Exercise details → Reproduce the material from its start through the line containing "M 7 10 L 0 6 L 0 27 L 10 24 L 10 15 Z", inclusive. Keep the requests and sample outlines unchanged, multiply every coordinate in the answer outlines by 2.55, round each result to a whole number with halves going up, and omit the pictures.

Object outline annotations
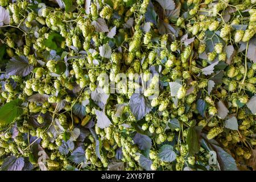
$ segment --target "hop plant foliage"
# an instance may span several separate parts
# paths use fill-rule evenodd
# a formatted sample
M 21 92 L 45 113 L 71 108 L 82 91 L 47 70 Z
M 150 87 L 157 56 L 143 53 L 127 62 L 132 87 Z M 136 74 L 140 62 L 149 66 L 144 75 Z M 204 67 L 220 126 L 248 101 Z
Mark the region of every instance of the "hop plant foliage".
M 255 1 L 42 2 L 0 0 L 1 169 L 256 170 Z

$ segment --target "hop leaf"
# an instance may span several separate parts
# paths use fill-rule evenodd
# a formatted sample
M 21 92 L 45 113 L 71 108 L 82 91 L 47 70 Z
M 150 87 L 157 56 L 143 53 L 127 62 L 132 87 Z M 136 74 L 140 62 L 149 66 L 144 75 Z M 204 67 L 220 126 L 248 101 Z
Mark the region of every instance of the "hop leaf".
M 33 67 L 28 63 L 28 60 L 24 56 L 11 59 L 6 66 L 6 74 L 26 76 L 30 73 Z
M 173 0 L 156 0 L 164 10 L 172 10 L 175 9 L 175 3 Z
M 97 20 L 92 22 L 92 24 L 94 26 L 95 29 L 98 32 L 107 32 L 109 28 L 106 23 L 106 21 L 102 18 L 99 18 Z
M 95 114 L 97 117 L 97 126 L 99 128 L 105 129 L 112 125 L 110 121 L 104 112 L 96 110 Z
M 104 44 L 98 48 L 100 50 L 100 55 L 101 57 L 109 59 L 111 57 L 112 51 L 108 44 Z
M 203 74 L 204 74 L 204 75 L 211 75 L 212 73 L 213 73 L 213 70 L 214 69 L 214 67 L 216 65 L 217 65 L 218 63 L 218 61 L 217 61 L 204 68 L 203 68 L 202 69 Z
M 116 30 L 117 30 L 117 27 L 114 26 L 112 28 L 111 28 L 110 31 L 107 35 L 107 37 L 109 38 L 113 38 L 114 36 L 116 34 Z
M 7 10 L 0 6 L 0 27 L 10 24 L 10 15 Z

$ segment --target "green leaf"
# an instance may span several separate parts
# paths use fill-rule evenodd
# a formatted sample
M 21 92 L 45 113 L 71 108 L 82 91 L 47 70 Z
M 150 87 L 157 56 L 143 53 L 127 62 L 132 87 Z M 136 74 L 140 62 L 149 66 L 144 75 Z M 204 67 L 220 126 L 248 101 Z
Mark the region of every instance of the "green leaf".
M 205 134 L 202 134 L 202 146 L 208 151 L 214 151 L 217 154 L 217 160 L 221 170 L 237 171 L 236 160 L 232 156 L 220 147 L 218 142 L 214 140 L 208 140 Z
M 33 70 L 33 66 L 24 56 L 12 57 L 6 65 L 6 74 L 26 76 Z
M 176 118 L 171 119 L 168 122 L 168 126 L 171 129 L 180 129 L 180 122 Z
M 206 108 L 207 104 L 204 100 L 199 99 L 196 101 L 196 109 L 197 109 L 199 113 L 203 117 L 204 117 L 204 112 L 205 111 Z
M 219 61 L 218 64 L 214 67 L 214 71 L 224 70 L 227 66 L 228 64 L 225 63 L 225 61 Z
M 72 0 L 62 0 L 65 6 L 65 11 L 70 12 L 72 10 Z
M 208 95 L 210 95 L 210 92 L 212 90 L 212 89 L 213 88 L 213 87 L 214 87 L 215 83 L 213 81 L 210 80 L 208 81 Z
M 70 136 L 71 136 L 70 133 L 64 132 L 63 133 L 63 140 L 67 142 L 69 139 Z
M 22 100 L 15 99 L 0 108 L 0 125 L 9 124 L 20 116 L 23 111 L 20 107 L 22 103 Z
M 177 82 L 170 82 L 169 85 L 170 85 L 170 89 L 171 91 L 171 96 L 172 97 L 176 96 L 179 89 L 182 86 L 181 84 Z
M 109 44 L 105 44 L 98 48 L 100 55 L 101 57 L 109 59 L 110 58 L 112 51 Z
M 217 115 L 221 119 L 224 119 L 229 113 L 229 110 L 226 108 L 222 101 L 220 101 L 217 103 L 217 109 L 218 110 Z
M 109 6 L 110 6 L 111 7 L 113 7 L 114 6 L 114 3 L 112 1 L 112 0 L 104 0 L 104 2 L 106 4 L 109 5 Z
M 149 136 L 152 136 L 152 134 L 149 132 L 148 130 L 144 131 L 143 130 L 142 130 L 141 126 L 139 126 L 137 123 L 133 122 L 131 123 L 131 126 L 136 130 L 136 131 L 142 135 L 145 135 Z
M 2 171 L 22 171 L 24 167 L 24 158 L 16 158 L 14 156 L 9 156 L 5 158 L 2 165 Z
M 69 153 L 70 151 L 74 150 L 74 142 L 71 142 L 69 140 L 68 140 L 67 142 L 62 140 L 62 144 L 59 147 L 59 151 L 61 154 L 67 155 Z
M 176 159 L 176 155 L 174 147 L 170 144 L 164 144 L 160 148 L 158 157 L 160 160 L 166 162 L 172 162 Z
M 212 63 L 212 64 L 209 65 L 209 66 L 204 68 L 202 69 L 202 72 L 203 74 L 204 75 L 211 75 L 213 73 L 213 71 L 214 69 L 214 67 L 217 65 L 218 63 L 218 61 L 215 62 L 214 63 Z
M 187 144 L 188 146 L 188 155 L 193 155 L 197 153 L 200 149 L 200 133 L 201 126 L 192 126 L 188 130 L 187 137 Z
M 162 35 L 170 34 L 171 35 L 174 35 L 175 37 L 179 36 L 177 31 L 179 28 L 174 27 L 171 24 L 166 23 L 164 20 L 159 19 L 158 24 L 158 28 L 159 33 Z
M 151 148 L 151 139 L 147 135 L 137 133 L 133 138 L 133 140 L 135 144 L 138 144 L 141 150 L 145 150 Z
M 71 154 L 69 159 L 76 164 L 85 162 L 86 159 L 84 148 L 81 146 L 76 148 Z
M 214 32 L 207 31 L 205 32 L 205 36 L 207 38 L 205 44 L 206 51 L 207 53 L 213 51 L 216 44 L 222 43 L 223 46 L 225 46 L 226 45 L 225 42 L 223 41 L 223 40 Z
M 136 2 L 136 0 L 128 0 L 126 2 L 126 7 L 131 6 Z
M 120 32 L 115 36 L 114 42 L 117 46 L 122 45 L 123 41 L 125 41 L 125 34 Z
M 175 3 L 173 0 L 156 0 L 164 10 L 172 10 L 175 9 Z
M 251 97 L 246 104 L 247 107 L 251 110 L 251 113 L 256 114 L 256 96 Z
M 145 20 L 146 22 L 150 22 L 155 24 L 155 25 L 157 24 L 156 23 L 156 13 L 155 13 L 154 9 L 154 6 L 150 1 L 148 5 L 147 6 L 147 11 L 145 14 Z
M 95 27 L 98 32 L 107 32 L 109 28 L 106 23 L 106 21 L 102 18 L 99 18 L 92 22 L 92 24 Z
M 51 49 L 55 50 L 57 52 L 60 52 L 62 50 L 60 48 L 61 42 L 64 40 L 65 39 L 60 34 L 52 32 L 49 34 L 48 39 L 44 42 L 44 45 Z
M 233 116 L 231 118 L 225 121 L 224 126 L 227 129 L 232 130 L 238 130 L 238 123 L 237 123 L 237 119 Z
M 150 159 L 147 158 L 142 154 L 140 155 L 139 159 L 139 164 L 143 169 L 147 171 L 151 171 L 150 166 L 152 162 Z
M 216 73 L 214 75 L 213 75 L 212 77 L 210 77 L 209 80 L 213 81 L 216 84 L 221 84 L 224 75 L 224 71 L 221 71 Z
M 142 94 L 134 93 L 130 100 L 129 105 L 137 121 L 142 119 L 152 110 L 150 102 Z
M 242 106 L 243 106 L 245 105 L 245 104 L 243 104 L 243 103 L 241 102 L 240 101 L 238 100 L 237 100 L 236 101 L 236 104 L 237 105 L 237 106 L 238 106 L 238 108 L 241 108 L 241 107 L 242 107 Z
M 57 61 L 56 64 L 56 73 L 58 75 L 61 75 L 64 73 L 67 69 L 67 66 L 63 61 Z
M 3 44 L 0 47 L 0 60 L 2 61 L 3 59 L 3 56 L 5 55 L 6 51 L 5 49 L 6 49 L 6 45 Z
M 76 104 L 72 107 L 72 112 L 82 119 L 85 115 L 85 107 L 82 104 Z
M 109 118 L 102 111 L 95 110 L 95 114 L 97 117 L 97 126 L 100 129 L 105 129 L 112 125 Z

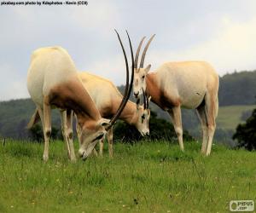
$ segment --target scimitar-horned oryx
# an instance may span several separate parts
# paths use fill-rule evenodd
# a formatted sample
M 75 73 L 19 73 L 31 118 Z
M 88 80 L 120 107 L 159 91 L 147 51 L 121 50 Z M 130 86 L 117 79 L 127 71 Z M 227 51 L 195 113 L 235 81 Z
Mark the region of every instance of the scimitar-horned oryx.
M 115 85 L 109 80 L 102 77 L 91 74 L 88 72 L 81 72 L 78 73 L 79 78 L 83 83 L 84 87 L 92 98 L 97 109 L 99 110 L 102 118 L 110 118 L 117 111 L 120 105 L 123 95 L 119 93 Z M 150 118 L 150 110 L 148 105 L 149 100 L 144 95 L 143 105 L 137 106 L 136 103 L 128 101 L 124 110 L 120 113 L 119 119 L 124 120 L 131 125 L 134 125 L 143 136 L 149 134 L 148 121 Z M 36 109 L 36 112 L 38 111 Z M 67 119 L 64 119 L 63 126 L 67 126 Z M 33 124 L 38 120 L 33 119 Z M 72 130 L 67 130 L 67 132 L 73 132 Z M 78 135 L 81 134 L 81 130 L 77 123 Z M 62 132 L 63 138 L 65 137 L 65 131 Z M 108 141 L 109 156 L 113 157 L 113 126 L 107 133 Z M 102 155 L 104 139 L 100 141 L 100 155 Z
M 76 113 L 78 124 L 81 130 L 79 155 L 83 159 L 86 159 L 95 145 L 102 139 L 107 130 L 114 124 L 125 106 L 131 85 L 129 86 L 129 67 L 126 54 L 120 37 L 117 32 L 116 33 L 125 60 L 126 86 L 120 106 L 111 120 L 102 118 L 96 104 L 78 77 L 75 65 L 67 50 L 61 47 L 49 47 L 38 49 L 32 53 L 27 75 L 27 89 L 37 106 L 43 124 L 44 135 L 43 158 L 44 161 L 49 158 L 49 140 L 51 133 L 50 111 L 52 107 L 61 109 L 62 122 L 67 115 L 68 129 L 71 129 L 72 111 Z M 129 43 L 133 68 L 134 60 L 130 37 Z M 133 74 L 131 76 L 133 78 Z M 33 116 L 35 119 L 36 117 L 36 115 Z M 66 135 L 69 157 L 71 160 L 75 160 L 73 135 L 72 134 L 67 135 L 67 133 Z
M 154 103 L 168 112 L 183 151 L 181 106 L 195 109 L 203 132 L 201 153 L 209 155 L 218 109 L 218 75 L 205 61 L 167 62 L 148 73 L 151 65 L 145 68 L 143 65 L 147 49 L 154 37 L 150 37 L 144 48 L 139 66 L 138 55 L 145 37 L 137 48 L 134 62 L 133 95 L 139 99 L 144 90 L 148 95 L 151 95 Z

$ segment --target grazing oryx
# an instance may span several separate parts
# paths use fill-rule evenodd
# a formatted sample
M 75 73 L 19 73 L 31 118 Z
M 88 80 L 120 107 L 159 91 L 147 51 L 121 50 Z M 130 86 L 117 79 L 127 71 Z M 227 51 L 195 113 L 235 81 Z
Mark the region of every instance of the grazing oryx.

Answer →
$ segment --target "hop plant foliage"
# an instance may span several separate parts
# paths use fill-rule evenodd
# a formatted sample
M 21 92 L 45 113 L 71 108 L 82 91 L 47 70 Z
M 150 87 L 157 56 L 143 53 L 127 62 L 132 87 Z M 136 74 L 140 62 L 149 66 L 144 75 Z M 204 67 L 220 126 L 248 101 Z
Mark the region of every instance of the "hop plant foliage".
M 650 3 L 107 5 L 0 0 L 3 431 L 653 434 Z

$ segment --target "hop leaf"
# an instance may span several separate parts
# paths use fill-rule evenodd
# a formatted sample
M 21 92 L 45 113 L 71 108 L 82 91 L 47 70 Z
M 150 87 L 157 56 L 143 53 L 127 62 L 132 87 Z M 136 74 L 140 62 L 149 66 L 144 75 Z M 204 67 L 220 126 L 248 101 Z
Mark the region of every instance of the "hop leaf".
M 84 171 L 71 161 L 71 153 L 61 143 L 28 150 L 15 168 L 15 189 L 66 194 L 77 186 Z
M 441 0 L 398 0 L 418 26 L 439 26 L 446 23 L 446 8 Z
M 247 51 L 235 56 L 235 61 L 240 66 L 242 74 L 250 82 L 273 82 L 278 71 L 270 59 L 270 54 L 260 46 L 252 46 Z
M 242 291 L 247 298 L 247 321 L 252 326 L 268 329 L 286 319 L 281 309 L 265 286 L 245 281 Z
M 265 112 L 250 122 L 255 128 L 255 140 L 258 145 L 278 150 L 283 145 L 286 130 L 275 112 Z
M 518 189 L 520 189 L 520 191 L 538 191 L 541 186 L 543 186 L 543 179 L 546 176 L 546 171 L 551 166 L 553 166 L 556 161 L 556 156 L 553 156 L 520 173 L 518 173 L 515 176 Z
M 296 77 L 298 77 L 298 69 L 291 66 L 286 71 L 283 71 L 281 79 L 273 89 L 273 94 L 278 97 L 288 97 L 291 92 L 296 87 Z
M 18 26 L 0 15 L 0 69 L 26 61 L 26 38 Z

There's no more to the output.